-- START --

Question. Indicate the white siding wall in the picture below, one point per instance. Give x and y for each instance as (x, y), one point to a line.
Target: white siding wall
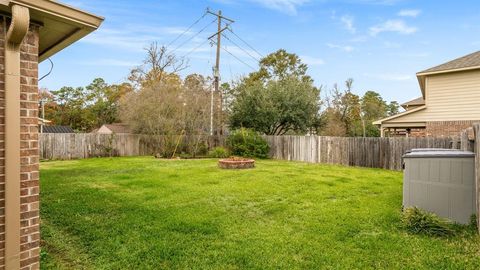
(449, 97)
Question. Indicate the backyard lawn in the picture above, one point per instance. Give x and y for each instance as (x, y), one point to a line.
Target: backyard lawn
(137, 213)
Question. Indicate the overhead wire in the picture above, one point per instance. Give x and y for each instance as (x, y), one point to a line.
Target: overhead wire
(246, 43)
(188, 29)
(234, 56)
(192, 37)
(195, 48)
(245, 51)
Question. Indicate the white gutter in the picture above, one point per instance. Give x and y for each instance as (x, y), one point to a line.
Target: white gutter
(15, 35)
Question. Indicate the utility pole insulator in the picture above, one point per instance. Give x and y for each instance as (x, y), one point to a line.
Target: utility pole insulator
(216, 72)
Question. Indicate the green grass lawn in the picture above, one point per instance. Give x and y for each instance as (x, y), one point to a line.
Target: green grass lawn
(137, 213)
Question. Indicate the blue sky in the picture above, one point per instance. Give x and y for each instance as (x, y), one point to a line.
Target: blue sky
(381, 44)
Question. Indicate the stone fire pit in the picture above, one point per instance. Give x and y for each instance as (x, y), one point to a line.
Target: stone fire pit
(236, 163)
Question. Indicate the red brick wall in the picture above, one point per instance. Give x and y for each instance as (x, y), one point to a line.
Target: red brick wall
(30, 219)
(447, 128)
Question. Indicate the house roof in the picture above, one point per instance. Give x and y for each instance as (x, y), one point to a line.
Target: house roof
(467, 62)
(57, 129)
(379, 122)
(118, 128)
(61, 24)
(415, 102)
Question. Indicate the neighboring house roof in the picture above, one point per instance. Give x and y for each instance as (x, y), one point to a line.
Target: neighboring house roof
(379, 122)
(118, 128)
(415, 102)
(467, 62)
(61, 24)
(57, 129)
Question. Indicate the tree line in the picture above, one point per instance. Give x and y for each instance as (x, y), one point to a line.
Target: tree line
(279, 98)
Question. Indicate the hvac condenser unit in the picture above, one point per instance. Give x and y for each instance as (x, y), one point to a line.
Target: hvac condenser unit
(440, 181)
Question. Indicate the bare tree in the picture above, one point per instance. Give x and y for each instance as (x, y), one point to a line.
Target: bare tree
(158, 64)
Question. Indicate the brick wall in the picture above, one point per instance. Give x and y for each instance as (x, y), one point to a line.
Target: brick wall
(447, 128)
(30, 220)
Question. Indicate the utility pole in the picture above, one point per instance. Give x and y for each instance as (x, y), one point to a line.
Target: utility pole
(216, 71)
(42, 103)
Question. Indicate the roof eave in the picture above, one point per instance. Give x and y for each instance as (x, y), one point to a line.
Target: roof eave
(83, 22)
(423, 74)
(379, 122)
(60, 10)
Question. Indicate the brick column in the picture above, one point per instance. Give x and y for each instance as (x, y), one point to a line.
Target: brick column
(30, 221)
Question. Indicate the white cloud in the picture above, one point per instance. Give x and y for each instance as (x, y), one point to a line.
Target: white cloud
(110, 62)
(397, 26)
(312, 61)
(376, 2)
(389, 77)
(348, 23)
(285, 6)
(344, 48)
(409, 12)
(391, 45)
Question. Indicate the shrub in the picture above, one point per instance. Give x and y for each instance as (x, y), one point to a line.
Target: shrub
(422, 222)
(247, 143)
(218, 152)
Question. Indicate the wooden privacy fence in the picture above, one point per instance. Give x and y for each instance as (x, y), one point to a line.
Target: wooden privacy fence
(66, 146)
(364, 152)
(383, 153)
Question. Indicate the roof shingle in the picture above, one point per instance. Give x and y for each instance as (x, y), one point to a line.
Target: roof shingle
(467, 61)
(57, 129)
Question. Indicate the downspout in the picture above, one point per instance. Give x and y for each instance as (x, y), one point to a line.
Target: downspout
(15, 35)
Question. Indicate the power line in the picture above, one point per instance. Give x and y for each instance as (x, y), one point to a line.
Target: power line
(246, 43)
(196, 48)
(188, 29)
(245, 51)
(234, 56)
(192, 37)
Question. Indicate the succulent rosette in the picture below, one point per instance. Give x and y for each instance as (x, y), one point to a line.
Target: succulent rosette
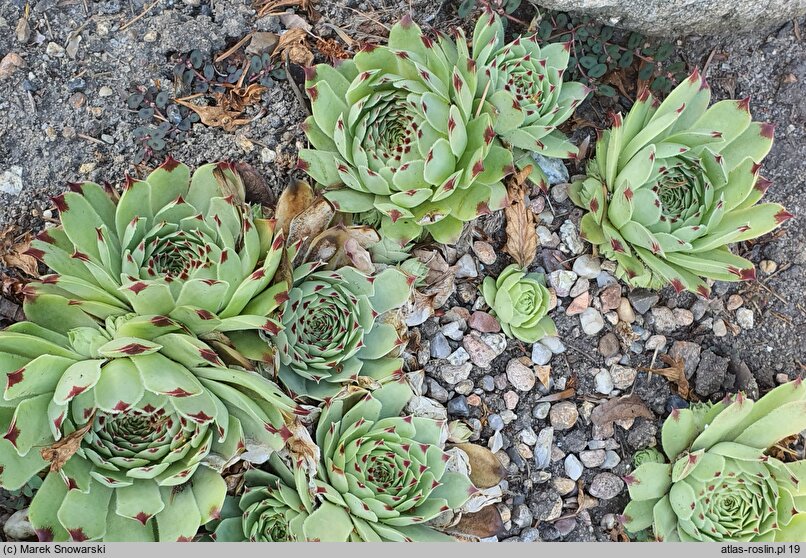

-- END --

__SHORT TASK__:
Collect every line above that contains the word "wooden" and copy each one in full.

__CORRECT RESPONSE__:
Question. Indicate the wooden privacy fence in the picture above, one point per instance. Give x and y for each instance as (x, y), one point to a line.
Target: wooden privacy fence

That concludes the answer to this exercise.